Data for the task: Begin
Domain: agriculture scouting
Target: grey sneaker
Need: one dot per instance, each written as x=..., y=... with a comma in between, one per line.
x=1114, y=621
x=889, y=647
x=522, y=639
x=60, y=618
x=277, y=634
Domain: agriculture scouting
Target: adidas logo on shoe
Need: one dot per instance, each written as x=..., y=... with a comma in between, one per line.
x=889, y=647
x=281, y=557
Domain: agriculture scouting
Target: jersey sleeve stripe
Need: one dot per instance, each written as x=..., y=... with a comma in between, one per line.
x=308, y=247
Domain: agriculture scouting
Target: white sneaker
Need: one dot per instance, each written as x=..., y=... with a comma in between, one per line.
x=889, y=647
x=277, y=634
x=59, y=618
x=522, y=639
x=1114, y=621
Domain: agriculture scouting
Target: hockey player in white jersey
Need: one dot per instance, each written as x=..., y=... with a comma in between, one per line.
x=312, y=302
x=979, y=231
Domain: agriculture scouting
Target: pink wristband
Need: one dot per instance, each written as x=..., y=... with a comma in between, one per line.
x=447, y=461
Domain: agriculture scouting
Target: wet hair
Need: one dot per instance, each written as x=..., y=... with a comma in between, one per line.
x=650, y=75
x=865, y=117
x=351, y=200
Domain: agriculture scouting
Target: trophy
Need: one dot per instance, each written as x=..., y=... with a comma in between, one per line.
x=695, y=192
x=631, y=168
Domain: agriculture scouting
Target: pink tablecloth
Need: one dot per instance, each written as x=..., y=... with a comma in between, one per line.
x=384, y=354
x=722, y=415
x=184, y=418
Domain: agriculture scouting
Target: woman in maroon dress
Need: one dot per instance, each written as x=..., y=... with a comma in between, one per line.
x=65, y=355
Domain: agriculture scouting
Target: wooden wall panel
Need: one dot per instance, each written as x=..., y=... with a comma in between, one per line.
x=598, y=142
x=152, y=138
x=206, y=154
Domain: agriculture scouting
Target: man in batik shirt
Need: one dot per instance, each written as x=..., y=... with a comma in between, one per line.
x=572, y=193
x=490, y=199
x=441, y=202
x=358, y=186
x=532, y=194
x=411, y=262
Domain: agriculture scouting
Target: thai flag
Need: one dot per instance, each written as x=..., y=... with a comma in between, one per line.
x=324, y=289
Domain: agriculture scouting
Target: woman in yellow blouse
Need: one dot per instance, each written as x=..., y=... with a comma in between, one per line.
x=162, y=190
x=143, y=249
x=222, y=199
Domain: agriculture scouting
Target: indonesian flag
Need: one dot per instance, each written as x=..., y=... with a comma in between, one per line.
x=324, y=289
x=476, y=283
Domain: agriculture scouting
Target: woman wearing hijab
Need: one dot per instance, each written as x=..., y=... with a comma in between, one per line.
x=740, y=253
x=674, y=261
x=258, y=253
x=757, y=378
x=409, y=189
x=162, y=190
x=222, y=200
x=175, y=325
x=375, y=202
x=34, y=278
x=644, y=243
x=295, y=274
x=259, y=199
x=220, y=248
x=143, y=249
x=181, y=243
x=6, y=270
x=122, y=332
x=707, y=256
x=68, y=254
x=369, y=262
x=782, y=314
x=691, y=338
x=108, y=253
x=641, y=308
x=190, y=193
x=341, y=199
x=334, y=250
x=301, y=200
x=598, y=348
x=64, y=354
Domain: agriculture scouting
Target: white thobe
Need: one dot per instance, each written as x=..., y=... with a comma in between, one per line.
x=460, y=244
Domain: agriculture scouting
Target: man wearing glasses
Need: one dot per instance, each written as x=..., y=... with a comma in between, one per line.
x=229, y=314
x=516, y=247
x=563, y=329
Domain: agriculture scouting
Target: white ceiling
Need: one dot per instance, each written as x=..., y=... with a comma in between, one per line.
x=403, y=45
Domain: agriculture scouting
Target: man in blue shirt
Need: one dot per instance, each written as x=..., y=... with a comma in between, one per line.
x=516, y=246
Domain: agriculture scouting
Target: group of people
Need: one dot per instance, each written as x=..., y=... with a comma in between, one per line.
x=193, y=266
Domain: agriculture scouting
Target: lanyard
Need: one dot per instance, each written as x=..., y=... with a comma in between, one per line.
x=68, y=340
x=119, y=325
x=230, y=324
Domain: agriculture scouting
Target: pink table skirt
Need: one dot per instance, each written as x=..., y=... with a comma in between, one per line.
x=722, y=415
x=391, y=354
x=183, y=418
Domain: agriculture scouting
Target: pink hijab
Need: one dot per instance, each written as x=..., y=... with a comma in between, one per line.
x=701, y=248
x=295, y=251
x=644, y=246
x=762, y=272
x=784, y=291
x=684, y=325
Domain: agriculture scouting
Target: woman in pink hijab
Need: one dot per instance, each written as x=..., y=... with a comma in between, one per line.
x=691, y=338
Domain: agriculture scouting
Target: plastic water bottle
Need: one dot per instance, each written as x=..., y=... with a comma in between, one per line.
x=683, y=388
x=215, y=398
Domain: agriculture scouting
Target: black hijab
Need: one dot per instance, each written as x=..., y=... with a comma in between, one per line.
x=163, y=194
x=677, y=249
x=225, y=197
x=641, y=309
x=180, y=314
Data for the task: End
* **Prompt**: All lines of the records above that contain the word "flag" are to be copied out.

* **Response to the task**:
Target: thai flag
Target: indonesian flag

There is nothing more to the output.